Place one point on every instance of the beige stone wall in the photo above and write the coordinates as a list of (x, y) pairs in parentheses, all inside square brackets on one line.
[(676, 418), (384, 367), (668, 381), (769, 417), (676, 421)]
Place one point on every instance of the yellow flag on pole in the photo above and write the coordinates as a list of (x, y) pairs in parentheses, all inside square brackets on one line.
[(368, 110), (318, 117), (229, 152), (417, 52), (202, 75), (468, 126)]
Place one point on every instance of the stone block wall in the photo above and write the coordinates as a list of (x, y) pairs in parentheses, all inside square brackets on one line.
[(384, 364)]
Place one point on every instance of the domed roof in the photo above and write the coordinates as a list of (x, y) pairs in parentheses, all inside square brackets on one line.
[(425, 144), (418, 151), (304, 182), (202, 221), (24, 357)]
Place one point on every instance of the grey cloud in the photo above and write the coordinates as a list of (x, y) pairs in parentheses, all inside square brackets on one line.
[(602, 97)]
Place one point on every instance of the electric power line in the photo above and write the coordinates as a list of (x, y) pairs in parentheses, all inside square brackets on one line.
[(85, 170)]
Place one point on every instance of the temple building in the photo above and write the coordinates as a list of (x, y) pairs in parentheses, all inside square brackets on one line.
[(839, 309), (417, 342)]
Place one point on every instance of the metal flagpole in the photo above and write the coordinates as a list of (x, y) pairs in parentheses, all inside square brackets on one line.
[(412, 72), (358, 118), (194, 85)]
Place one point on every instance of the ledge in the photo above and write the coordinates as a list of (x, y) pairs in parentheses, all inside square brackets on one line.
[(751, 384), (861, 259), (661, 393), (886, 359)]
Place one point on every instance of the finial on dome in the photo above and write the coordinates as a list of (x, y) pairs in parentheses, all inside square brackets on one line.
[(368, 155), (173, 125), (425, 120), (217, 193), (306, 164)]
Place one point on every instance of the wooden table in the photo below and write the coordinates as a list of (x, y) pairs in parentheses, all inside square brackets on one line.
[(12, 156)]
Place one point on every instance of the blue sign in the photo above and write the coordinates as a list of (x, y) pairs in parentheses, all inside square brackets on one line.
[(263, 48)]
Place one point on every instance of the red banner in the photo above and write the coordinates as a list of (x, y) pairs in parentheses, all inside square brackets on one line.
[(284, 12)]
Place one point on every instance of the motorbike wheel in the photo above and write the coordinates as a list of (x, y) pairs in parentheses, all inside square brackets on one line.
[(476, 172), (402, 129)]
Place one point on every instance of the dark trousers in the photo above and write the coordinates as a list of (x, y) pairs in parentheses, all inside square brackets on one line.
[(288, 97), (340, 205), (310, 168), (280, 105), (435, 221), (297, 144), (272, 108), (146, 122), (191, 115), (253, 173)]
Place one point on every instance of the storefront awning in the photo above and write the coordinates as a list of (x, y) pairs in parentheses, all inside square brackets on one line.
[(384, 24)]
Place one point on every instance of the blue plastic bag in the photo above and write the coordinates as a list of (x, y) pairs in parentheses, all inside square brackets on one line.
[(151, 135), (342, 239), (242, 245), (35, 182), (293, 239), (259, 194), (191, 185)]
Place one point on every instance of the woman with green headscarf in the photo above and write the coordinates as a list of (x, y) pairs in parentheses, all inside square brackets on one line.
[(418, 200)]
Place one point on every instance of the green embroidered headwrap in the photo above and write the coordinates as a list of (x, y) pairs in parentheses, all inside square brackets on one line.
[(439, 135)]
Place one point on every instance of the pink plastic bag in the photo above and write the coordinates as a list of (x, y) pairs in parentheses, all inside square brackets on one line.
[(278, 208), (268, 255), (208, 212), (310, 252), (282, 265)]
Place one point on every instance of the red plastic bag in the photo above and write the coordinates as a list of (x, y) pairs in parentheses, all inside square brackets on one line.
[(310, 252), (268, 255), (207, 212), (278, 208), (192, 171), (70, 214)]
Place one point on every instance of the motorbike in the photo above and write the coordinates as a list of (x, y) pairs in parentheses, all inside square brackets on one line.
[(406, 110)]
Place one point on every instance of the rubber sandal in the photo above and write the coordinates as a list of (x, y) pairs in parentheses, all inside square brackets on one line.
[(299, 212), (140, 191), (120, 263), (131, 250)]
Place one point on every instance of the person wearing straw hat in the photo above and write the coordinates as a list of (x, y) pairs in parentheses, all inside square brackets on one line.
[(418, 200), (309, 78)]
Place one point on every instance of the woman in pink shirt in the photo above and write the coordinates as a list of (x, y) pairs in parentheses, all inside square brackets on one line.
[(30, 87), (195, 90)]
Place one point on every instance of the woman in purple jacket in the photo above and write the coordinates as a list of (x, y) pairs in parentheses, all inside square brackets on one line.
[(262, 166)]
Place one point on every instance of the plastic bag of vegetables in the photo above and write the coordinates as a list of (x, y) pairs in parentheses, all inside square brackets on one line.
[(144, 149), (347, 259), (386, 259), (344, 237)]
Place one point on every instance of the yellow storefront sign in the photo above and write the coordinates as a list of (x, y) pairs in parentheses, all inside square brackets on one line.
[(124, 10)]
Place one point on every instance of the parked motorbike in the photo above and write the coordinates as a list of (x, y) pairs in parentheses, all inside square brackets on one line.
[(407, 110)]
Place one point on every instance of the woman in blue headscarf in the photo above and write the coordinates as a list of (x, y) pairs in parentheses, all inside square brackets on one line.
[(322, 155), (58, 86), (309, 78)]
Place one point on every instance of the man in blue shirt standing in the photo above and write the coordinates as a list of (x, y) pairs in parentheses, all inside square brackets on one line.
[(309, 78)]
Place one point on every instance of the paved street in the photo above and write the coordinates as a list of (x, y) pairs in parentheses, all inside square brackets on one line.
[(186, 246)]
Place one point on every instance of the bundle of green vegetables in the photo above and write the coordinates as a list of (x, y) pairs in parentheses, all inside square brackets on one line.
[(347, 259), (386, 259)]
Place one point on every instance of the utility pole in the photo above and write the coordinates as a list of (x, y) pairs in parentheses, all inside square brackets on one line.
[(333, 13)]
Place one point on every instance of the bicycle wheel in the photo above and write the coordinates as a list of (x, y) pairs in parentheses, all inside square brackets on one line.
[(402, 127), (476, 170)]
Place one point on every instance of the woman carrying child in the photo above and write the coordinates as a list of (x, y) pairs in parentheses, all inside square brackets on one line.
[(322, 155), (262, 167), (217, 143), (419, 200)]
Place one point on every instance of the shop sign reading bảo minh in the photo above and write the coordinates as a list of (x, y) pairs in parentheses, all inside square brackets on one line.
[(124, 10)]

◆ **Task description**: Return the records exactly, character for character.

◆ **Answer section**:
Place one point on every instance of the beige stone wall in the photo above and write the coordinates as a list of (x, y) pairs in parentheses, all inside square brackets on one line.
[(676, 418), (384, 367), (668, 381), (769, 417), (676, 421)]
Place one point on every instance of the yellow flag on pole in the photo above and write the coordinates as a list of (x, y) pairs in parentheses, all inside square brackets on one line.
[(368, 110), (318, 117), (229, 152), (417, 52), (202, 75), (468, 126)]
Place one point on every instance of the stone block wall in the photo above and write the coordinates as a list of (x, y) pairs in parentheses, all inside square brackets on one line.
[(384, 364)]
Place one point on every instance of the domed roof in the photo above and write the coordinates as a list of (x, y) pairs in parentheses, all inside square brackets on one line.
[(425, 144), (418, 151), (304, 182), (202, 221), (24, 357)]
Place one point on every instance of the grey cloud in the photo above and write the coordinates as a list of (x, y) pairs in parentheses, all inside square brackets on one line.
[(602, 97)]
Place one point on every instance of the electric power line in the photo above and write the coordinates as a list of (x, y) pairs in parentheses, all inside square brackets on one line.
[(85, 170)]
Place one point on every instance of the temple building in the photo above and write the coordinates as a list of (x, y) pairs in parentheses, all inside square brackets on one line.
[(839, 309), (417, 342)]
Place one point on every instance of the metal flagpole in the photo above and write the coordinates as a list of (x, y) pairs in parentheses, all inside square brackets on one line.
[(412, 72), (358, 118), (194, 85)]
Place one point on every instance of the ledge in the photo above and write the coordinates as a list of (x, y) pairs in parentheses, all inside square brackets on one line.
[(751, 384), (861, 259), (661, 393), (886, 359)]
Place one point on every instance of the finial on dome in the photo above and write the coordinates as a list of (x, y) pairs in parentheses, all inside square brackets on one line.
[(368, 155), (173, 125), (425, 120), (217, 193), (306, 164)]
Place one point on every instance of the wooden table in the photo below and write the coordinates as a list of (x, y) pairs in parentheses, all inside square brackets on one line.
[(12, 156)]
Place one point on every instance of the blue sign in the photo above and write the coordinates as a list of (x, y) pairs in parentheses, all inside square brackets on one line.
[(263, 48)]
Place one point on every instance of the red banner in the photo above and write the coordinates as a list of (x, y) pairs in parentheses, all inside square brackets on one line.
[(284, 12)]
Place one point on every instance of the motorbike wheel in the photo above and write the coordinates as a list of (x, y) pairs in parentheses, all inside square brackets on one line.
[(476, 172), (402, 129)]
Place one point on every instance of the dark trousers in the photo above and write the coordinates as a list of (x, y) pairs in parentheses, all inside square brackets on one line.
[(288, 97), (340, 205), (310, 168), (280, 105), (435, 221), (297, 144), (272, 108), (146, 122), (191, 115), (253, 173)]
Place one point on every instance of the storefront awning in the photo above and write the coordinates as a list of (x, y) pairs in parentheses, all inside square brackets on one line.
[(384, 24)]
Place one point on every instance of the blue plastic bag in the photo above and write the coordinates as a list of (x, y) pairs in parentheses, all inside square brackets on one line.
[(151, 135), (342, 239), (242, 245), (35, 182), (293, 239), (259, 194), (191, 185)]
Place one point on every instance of the woman with green headscarf in the photo above and write the coordinates as a list of (x, y) pairs in parentheses, all inside square brackets on one line.
[(418, 200)]
Place one point on every instance of the green embroidered headwrap in the photo above and write the coordinates as a list of (x, y) pairs in parentheses, all inside square brackets on one line.
[(439, 135)]
Place one point on every instance of the pink plastic bag in the photo above and write the coordinates as a list of (x, y) pairs in parentheses, all inside square brackets on one line.
[(278, 208), (268, 255), (208, 212), (310, 252), (282, 265)]
Place one point on every instance of the red plastic bag in the photo above and write the coordinates as a list of (x, y) pairs in parentheses, all inside square brackets on one line.
[(310, 252), (268, 255), (207, 212), (278, 208), (192, 171), (70, 214)]
Place one point on every instance of the motorbike in the photo above and write the coordinates as a list of (x, y) pairs in parentheses, all inside square brackets on one line.
[(406, 110)]
Place one point on every instance of the rubber sandal in the photo above and write the coordinates as a list of (x, y) pairs in parentheses, all inside square brackets on one line.
[(299, 212), (140, 191), (120, 263), (131, 250)]
Place one point on every instance of the person wearing straw hat in the photo above and write the coordinates as a list of (x, y) pairs in parentheses, all inside square brackets on one line.
[(418, 200), (309, 78)]
Place one point on every instance of the woman in pink shirt in the photo above and write the coordinates as a list of (x, y) pairs in parentheses, all inside square brackets on one line.
[(30, 87), (195, 90)]
Place one point on every instance of the woman in purple jacket in the photo above and write the coordinates as a list of (x, y) pairs in parentheses, all inside square brackets on one line.
[(262, 166)]
Place one point on every instance of the plastic bag of vegetables in the photo above and write the coordinates as a list of (x, y) pairs in parentheses, all inside square brackets on one line.
[(144, 149), (347, 259), (386, 259), (344, 237)]
Place one point on every instance of the yellow storefront sign in the photo above and write the coordinates as a list of (x, y) pairs in parentheses, all inside square brackets on one line.
[(124, 10)]
Place one point on every instance of the parked motorbike in the photo above and write the coordinates as a list of (x, y) pairs in parentheses, all inside square brackets on one line.
[(407, 110)]
Place one point on every instance of the woman in blue headscarf in the photo above and write the coordinates as a list of (x, y) pairs in parentheses, all inside square brackets on one line.
[(322, 155), (58, 86), (309, 78)]
Place one point on every instance of the man in blue shirt standing in the photo above and write the coordinates as a list of (x, y) pairs in parentheses, all inside square brackets on one line.
[(309, 78)]
Place one point on every instance of the paved street in the photo above and write the coordinates as a list of (x, y) pairs in parentheses, all inside square brackets on one line.
[(186, 246)]
Place one point on every instance of the bundle of green vegetables in the photo above and write the coordinates as a list of (x, y) pairs in parentheses, all inside square brackets on one line.
[(347, 259), (386, 259)]
Place one point on every instance of the utility pole in the photo above and write the coordinates as a list of (x, y) pairs in parentheses, all inside square brackets on one line.
[(333, 13)]
Place one point on every instance of the bicycle wheel in the photo above and write the coordinates as a list of (x, y) pairs in parentheses, all inside square brackets on one line.
[(402, 127), (476, 170)]
Place one point on every instance of the woman carrying child in the photo above and write the coordinates as a list of (x, y) pairs in parentheses, all inside square brackets on one line.
[(322, 155), (262, 167), (217, 143), (419, 200)]
Place one point on every instance of the shop sign reading bảo minh in the photo above and write the coordinates as a list of (x, y) pairs in parentheses, all inside square brackets on one line.
[(124, 10)]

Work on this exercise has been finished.